(Coordinate annotation rows)
......
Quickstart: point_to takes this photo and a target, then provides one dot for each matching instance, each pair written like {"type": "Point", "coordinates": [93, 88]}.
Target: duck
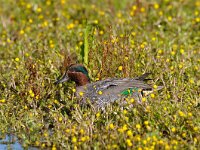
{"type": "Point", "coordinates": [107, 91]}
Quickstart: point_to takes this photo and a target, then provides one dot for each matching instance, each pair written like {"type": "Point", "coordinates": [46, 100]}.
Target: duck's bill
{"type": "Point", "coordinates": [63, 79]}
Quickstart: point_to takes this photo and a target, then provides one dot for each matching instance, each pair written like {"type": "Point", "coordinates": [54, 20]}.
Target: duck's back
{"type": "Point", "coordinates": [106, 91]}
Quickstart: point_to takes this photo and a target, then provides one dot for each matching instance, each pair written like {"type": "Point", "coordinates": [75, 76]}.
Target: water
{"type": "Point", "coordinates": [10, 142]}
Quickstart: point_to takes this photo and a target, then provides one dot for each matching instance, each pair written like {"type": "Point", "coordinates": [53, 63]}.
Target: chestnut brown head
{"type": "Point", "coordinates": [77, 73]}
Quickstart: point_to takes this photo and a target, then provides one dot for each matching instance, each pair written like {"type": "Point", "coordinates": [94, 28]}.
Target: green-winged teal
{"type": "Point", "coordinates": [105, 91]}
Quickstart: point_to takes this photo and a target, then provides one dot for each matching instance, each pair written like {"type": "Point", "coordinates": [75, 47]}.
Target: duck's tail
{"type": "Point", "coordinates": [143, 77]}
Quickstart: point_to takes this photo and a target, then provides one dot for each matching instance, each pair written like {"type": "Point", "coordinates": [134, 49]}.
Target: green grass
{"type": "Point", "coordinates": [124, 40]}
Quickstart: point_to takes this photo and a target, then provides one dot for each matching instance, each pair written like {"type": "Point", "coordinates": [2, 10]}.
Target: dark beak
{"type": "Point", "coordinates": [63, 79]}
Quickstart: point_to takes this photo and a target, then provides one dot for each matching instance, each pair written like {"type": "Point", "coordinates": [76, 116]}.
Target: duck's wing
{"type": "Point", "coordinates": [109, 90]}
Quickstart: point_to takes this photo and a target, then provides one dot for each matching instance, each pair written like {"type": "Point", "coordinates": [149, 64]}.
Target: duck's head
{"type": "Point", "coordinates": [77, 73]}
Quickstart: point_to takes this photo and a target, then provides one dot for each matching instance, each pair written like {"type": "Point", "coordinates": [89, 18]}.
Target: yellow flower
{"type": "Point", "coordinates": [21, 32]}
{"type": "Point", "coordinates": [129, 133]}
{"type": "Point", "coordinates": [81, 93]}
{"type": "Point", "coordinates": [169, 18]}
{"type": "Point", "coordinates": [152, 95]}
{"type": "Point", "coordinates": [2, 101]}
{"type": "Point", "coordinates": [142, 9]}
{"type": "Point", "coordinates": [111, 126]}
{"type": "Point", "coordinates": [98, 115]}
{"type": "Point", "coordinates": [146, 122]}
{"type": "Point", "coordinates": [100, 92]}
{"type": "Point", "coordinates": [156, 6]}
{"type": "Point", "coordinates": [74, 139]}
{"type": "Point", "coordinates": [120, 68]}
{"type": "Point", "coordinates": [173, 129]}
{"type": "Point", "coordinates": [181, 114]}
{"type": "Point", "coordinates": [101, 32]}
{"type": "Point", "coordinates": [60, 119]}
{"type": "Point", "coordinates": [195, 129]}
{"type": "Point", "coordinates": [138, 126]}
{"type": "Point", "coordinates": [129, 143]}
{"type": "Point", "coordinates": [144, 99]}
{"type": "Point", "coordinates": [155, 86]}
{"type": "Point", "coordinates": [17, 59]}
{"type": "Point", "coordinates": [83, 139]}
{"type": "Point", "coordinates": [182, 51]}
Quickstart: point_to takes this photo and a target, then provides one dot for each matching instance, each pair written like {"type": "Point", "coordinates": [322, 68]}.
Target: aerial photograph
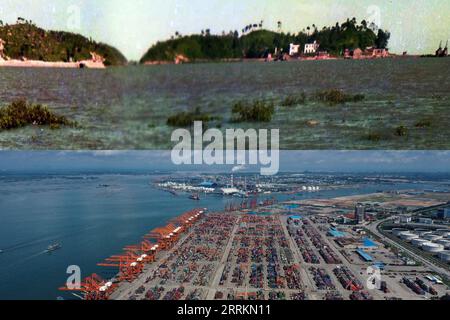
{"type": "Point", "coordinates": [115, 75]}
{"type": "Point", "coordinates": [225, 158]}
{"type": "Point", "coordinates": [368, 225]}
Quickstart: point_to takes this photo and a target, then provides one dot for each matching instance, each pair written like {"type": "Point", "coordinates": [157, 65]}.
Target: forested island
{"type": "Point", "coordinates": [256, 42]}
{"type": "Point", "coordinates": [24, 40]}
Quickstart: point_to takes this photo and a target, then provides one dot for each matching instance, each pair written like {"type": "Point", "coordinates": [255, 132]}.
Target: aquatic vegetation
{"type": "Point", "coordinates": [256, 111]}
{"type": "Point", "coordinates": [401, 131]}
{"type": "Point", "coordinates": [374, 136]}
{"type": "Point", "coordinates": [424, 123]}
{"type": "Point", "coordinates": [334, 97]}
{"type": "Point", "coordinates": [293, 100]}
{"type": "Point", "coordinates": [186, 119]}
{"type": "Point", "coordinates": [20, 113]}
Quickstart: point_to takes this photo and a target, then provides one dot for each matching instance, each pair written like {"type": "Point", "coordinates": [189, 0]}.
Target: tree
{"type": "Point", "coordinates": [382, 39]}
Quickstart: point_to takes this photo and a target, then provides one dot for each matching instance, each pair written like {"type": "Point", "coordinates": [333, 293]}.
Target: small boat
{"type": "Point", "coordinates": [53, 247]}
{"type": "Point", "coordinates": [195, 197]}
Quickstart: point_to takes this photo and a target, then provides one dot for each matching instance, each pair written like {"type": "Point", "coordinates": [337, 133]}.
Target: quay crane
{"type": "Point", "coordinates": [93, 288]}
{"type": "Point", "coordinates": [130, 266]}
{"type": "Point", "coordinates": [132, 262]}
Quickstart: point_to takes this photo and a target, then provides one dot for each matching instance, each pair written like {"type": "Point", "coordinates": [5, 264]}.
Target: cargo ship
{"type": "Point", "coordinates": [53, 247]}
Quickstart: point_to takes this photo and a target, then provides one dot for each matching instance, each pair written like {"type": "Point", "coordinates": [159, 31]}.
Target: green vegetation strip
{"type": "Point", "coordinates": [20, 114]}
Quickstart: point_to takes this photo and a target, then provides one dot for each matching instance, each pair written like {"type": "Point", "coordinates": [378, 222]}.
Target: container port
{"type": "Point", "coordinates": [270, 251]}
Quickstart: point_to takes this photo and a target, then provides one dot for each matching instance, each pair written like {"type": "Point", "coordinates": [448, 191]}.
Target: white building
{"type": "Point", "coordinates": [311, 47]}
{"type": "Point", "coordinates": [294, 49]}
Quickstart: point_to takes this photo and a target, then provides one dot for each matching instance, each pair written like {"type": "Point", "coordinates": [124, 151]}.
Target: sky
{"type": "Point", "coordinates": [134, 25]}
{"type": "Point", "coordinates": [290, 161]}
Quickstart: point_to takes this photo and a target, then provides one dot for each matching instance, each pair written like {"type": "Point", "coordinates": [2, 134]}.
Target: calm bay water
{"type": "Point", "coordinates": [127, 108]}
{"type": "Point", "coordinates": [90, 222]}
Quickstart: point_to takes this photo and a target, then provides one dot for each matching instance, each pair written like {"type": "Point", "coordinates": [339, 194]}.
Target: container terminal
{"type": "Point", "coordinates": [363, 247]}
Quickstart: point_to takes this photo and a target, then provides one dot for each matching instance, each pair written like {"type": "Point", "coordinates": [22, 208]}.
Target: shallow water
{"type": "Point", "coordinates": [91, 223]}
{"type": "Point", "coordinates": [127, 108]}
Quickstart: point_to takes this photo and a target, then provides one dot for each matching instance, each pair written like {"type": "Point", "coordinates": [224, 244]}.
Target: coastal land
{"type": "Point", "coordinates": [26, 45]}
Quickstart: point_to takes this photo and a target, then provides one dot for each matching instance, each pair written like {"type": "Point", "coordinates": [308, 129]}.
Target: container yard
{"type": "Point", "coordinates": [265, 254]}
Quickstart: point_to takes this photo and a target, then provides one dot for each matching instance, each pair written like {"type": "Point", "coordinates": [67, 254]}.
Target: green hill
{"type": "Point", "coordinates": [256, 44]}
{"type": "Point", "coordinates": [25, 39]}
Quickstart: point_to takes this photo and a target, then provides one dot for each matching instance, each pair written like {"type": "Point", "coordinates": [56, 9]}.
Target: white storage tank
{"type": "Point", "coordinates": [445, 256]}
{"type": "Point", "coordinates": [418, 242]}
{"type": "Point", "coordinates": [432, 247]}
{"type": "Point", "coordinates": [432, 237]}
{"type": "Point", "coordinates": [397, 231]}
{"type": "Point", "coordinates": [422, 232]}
......
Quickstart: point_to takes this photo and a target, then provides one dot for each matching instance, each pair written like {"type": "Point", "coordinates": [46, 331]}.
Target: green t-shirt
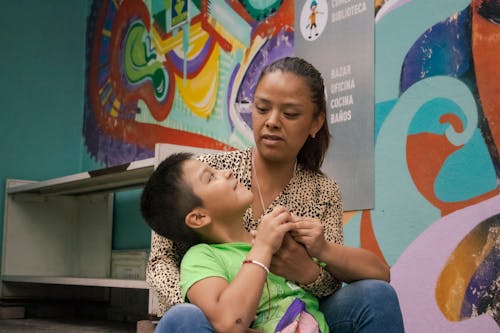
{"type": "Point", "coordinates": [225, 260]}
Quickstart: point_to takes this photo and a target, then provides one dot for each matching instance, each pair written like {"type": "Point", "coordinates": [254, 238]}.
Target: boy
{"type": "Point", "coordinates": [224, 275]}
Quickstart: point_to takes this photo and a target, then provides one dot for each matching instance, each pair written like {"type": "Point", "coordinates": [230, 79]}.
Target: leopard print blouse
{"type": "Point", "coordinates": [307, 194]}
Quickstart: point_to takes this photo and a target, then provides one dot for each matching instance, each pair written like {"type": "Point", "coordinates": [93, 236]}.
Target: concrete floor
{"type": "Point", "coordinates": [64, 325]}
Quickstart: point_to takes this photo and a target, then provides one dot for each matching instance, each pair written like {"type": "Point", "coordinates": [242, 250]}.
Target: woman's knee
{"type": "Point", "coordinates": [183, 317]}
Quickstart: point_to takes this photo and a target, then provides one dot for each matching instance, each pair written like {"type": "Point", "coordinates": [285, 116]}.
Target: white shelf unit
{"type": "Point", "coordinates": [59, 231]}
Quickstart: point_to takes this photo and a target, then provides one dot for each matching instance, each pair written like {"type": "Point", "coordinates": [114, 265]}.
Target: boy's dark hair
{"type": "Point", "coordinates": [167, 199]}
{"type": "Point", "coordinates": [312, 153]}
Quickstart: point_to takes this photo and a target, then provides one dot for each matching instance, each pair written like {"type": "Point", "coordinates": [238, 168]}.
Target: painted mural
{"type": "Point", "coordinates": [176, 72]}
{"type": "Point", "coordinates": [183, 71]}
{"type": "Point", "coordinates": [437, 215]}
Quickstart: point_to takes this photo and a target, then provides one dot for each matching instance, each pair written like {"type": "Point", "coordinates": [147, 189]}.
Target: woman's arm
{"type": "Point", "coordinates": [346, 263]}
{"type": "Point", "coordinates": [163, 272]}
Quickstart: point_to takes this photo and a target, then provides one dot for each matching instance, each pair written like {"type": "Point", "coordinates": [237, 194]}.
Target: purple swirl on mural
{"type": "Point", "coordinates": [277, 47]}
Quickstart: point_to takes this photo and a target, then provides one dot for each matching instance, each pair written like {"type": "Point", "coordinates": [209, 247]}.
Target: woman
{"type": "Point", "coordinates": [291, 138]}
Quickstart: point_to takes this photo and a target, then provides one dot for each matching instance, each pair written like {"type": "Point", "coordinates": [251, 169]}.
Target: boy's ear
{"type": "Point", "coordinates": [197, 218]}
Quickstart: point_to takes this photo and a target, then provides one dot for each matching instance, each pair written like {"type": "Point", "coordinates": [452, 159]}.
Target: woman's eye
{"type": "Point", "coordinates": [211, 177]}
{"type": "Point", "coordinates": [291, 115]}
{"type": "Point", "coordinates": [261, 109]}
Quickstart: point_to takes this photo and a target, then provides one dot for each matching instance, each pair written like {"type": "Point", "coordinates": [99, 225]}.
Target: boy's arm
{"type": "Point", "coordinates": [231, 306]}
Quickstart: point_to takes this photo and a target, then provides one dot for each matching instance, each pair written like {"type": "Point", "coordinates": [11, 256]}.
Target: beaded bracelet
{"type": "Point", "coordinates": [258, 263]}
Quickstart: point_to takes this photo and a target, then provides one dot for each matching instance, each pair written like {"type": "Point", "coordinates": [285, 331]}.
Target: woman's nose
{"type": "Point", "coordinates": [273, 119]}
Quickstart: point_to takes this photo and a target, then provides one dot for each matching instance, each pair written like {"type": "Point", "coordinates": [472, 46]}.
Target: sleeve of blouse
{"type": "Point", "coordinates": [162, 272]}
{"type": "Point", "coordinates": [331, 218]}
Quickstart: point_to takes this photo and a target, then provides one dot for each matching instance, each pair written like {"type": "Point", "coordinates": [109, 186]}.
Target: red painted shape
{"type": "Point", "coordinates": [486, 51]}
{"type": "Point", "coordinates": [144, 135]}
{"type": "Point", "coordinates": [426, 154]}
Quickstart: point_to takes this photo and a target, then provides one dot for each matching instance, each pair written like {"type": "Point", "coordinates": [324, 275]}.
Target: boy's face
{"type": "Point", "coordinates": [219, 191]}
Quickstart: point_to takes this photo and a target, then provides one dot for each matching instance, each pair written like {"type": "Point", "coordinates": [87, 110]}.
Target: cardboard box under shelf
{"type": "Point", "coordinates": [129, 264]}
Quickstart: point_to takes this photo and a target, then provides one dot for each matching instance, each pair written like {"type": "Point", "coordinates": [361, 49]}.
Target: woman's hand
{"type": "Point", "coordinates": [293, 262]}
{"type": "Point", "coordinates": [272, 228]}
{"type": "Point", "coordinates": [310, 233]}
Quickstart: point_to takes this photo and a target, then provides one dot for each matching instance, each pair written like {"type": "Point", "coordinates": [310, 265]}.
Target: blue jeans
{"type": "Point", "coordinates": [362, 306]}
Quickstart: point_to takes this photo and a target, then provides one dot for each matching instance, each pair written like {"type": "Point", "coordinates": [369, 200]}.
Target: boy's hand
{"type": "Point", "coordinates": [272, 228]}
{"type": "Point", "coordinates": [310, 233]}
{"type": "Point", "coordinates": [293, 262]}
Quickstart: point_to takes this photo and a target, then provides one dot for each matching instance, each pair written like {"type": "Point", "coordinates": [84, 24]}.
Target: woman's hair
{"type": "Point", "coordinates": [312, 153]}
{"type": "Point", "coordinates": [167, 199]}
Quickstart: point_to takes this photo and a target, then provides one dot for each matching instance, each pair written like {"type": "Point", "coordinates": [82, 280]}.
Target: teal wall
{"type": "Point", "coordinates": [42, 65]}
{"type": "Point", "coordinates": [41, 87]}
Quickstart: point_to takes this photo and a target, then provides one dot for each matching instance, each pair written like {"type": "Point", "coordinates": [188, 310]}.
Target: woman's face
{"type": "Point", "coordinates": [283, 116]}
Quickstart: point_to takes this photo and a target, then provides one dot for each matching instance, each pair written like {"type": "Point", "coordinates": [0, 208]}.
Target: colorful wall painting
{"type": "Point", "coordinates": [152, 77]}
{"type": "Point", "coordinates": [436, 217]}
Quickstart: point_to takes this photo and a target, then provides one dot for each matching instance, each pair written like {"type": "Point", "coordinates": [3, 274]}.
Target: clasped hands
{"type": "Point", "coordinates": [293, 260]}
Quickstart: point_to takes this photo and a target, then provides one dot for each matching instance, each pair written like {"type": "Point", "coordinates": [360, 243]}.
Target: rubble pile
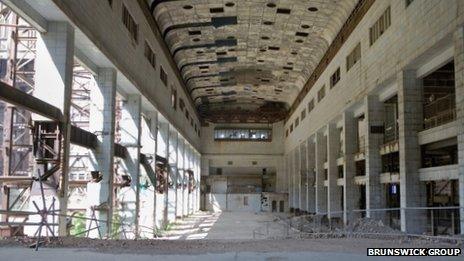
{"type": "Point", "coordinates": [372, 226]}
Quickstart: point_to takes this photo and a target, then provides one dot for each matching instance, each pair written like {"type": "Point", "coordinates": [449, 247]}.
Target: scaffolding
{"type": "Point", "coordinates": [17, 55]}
......
Description of the task:
Report how many lines in the rows above contain the string "face". Matching is case-sensitive, and the answer should be the number alone.

Output of the exercise:
2